» **QUOTED TEXT**:
Mountain range in Texas, United States

The Christmas Mountains are a small range of mountains next to Big Bend National Park in Brewster County, Texas, United States. The highest peak is 5728 ft above sea level. The 9,270-acre tract is owned by the Texas State University System and is open to the public and to academic researchers studying the area's natural resources. The area's shallow, stony soils support oak, juniper, mesquite, chaparral, various cacti, and grasses.

The Richard K. Mellon Foundation, through the Conservation Fund, donated the Christmas Mountains to the State of Texas in 1991 for use as or inclusion in a nature park, wildlife refuge, recreational area or similarly designated use area. The land was put up for auction in 2007 by State Land Commissioner Jerry Patterson because the property was too difficult to maintain. Poaching and invasive species of plants were degrading the area, and the state did not want to provide the money to maintain the vast tract. The gift deed required the Conservation Fund's approval before conveying the property to any party other than the federal or state parks agencies. Patterson, however, decided the provision was not enforceable. The winning bid was $652,000 ($70/acre), but the sale was canceled on September 18, 2007, after the state said a property map was inaccurate.

» **Stored entries**:

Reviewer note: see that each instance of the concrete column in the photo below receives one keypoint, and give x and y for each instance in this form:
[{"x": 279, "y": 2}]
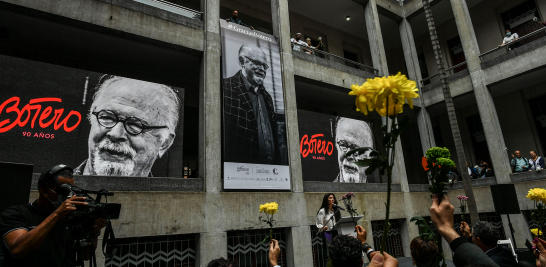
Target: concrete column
[
  {"x": 414, "y": 73},
  {"x": 486, "y": 106},
  {"x": 210, "y": 94},
  {"x": 375, "y": 38},
  {"x": 299, "y": 246},
  {"x": 408, "y": 231},
  {"x": 281, "y": 29}
]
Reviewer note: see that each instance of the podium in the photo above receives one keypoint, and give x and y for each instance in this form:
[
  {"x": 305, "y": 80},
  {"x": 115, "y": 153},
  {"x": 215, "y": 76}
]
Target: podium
[{"x": 345, "y": 226}]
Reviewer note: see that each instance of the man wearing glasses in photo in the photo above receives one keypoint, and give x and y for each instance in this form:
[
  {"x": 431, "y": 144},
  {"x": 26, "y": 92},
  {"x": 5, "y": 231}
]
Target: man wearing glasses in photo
[
  {"x": 133, "y": 123},
  {"x": 250, "y": 122},
  {"x": 351, "y": 134}
]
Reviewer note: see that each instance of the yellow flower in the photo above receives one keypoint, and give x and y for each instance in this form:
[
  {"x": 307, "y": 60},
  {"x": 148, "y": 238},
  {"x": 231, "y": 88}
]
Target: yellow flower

» **OBJECTIVES**:
A) Reproduce the part of the Christmas Mountains passage starting with "The Richard K." and going on through "map was inaccurate.".
B) How many lines of the rows contain the string "yellow", with case counting? Reply with the number alone.

» **FULL ANSWERS**:
A)
The Richard K. Mellon Foundation, through the Conservation Fund, donated the Christmas Mountains to the State of Texas in 1991 for use as or inclusion in a nature park, wildlife refuge, recreational area or similarly designated use area. The land was put up for auction in 2007 by State Land Commissioner Jerry Patterson because the property was too difficult to maintain. Poaching and invasive species of plants were degrading the area, and the state did not want to provide the money to maintain the vast tract. The gift deed required the Conservation Fund's approval before conveying the property to any party other than the federal or state parks agencies. Patterson, however, decided the provision was not enforceable. The winning bid was $652,000 ($70/acre), but the sale was canceled on September 18, 2007, after the state said a property map was inaccurate.

B) 2